## Direction
Copy the rows from the line with "Reviewer note: confirm that every instance of the limestone" to the line with "<point>268,239</point>", changing "limestone masonry" to "sandstone masonry" and leaving everything else unchanged. Return only those rows.
-- START OF Task data --
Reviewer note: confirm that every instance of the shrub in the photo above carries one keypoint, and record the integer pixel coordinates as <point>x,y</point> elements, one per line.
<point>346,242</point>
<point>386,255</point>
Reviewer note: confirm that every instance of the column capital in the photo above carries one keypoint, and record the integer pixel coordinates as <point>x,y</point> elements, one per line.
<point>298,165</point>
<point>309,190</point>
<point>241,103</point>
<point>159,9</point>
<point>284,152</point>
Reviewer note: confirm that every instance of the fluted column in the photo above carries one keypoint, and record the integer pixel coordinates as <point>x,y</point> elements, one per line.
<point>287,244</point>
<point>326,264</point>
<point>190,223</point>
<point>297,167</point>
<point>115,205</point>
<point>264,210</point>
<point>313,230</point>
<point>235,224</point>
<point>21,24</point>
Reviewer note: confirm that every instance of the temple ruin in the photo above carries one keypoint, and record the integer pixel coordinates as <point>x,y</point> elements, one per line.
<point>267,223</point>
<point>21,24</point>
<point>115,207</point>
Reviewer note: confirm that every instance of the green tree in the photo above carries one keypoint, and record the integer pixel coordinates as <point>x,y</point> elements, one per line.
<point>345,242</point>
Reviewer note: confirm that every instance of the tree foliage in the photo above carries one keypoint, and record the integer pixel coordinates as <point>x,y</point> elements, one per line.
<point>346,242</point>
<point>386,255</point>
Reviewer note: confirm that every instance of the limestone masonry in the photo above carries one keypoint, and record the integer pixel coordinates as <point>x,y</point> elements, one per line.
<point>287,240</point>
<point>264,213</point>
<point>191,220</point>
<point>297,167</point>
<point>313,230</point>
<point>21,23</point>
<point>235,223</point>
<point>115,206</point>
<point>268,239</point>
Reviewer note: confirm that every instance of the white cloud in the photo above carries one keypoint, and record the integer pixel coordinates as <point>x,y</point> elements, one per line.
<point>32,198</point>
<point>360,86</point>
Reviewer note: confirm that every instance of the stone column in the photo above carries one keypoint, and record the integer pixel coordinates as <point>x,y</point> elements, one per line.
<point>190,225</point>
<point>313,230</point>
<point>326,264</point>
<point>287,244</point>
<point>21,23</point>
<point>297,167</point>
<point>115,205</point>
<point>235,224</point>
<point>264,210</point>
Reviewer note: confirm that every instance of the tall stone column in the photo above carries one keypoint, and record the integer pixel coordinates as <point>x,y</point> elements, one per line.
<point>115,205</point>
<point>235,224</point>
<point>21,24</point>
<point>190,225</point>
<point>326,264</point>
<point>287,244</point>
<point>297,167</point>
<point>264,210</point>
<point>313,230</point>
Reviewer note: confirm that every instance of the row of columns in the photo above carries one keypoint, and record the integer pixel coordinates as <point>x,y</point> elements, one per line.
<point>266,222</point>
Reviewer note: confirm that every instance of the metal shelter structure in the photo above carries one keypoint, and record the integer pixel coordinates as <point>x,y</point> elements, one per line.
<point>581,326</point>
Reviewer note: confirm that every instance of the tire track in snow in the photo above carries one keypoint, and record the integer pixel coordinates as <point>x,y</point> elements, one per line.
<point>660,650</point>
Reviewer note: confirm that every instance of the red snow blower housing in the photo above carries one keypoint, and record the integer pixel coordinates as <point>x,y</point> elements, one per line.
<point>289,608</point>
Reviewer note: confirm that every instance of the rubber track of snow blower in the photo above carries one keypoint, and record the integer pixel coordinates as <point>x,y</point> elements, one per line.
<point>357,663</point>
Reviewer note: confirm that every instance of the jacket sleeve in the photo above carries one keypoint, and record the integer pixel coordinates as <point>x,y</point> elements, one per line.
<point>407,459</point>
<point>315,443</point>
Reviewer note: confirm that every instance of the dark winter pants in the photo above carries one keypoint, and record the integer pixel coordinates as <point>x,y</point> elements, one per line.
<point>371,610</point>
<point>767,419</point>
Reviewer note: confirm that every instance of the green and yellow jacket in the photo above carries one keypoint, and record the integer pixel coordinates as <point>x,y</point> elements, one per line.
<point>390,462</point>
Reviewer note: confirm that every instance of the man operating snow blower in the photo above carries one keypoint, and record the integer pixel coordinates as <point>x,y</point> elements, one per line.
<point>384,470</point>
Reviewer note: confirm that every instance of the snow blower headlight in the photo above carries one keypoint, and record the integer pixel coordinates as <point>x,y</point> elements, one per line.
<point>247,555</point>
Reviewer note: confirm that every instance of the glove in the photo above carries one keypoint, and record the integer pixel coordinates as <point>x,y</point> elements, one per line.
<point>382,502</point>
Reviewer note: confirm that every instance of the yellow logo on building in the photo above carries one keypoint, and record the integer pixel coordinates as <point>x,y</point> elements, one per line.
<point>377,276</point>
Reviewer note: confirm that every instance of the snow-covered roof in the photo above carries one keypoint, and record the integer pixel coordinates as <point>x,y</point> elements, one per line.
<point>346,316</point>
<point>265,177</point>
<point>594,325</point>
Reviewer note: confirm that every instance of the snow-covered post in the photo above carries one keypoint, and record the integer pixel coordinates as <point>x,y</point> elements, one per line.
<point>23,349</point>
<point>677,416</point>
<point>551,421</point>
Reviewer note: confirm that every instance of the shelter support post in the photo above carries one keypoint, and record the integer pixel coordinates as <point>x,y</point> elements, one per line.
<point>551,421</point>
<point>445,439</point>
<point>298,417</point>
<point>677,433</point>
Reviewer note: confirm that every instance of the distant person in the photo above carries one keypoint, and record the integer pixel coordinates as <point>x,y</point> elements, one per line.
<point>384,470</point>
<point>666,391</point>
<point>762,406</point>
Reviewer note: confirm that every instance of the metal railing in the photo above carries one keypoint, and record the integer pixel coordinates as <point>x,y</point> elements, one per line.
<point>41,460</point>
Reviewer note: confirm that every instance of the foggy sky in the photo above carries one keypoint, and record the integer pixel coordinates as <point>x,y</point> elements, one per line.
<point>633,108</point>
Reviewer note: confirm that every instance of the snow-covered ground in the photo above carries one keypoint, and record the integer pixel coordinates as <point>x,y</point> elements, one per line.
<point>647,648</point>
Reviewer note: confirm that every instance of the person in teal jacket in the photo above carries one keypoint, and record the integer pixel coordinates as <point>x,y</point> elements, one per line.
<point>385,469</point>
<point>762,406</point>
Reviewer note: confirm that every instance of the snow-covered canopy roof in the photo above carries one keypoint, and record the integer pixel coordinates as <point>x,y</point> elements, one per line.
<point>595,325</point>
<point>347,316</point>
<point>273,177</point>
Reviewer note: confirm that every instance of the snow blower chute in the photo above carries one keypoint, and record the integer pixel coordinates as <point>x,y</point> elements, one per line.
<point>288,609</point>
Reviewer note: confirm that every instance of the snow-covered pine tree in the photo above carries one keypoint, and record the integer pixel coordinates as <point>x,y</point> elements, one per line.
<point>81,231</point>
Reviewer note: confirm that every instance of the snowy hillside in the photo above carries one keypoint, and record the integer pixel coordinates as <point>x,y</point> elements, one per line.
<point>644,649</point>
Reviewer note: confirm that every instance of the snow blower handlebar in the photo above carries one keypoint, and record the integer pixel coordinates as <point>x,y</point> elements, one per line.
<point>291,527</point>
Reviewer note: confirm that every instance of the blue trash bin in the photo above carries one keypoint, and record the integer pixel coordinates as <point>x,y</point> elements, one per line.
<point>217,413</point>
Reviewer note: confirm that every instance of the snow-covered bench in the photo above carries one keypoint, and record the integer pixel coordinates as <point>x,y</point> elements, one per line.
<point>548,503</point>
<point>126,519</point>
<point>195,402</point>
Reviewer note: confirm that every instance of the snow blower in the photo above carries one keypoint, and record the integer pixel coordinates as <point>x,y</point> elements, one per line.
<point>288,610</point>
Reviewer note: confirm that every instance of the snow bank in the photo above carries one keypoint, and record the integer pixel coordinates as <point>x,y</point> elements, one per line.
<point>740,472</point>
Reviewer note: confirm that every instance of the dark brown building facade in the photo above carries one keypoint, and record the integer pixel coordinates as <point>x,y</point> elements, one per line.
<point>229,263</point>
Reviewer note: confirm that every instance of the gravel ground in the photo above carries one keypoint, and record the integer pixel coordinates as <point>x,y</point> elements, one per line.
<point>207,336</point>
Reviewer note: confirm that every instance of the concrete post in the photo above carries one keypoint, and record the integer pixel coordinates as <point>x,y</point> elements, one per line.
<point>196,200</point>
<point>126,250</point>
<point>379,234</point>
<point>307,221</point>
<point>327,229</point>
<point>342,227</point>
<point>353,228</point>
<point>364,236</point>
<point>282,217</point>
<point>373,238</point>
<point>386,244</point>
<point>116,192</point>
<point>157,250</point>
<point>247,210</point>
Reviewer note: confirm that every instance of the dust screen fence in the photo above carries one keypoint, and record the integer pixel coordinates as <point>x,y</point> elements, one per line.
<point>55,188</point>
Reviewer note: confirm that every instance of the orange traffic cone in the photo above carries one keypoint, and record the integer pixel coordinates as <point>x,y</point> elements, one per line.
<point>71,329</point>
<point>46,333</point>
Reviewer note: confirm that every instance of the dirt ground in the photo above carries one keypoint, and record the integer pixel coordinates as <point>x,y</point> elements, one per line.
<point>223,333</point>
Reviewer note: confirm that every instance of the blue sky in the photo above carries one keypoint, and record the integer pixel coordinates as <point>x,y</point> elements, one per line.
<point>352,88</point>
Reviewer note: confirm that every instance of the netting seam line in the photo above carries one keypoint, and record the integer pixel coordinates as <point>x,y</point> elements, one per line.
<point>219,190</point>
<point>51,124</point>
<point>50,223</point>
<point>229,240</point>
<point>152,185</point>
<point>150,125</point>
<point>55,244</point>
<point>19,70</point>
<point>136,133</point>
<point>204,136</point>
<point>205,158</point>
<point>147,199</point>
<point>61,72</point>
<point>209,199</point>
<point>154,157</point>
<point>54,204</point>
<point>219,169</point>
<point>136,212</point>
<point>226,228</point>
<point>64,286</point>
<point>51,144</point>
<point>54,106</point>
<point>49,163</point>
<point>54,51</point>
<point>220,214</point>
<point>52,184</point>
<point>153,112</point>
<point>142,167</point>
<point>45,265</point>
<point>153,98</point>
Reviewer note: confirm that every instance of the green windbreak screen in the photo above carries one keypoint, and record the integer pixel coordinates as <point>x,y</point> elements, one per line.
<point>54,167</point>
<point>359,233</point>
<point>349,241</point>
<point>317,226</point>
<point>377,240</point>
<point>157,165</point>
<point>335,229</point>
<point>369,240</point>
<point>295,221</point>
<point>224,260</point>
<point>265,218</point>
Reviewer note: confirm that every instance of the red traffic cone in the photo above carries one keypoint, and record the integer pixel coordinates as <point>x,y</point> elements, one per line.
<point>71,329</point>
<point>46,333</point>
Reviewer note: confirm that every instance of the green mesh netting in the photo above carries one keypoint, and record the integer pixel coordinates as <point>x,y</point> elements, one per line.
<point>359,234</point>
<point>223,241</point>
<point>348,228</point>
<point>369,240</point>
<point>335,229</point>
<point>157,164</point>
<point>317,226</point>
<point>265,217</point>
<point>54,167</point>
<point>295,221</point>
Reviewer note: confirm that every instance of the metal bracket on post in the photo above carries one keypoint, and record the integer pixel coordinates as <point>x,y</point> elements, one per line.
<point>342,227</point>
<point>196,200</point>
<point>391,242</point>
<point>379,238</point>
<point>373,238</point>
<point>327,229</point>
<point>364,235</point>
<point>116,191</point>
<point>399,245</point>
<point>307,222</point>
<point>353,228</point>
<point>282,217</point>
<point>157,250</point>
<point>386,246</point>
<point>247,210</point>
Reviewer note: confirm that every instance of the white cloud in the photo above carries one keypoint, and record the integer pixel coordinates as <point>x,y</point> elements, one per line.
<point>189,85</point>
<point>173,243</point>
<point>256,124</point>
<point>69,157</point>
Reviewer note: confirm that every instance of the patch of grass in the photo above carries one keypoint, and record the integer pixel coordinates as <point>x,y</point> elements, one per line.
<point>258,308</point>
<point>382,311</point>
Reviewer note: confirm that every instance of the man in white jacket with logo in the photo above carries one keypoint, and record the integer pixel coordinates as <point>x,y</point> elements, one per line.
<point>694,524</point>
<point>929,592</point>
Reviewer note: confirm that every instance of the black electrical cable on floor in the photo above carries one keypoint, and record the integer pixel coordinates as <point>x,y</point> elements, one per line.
-- END OF Task data --
## Task response
Reviewer note: confirm that every instance of the sandstone masonry in the photo above carries one keypoint, and record the integer pixel coordinates as <point>x,y</point> elements, one per line.
<point>287,240</point>
<point>264,213</point>
<point>191,220</point>
<point>297,167</point>
<point>313,230</point>
<point>21,23</point>
<point>235,223</point>
<point>115,206</point>
<point>268,239</point>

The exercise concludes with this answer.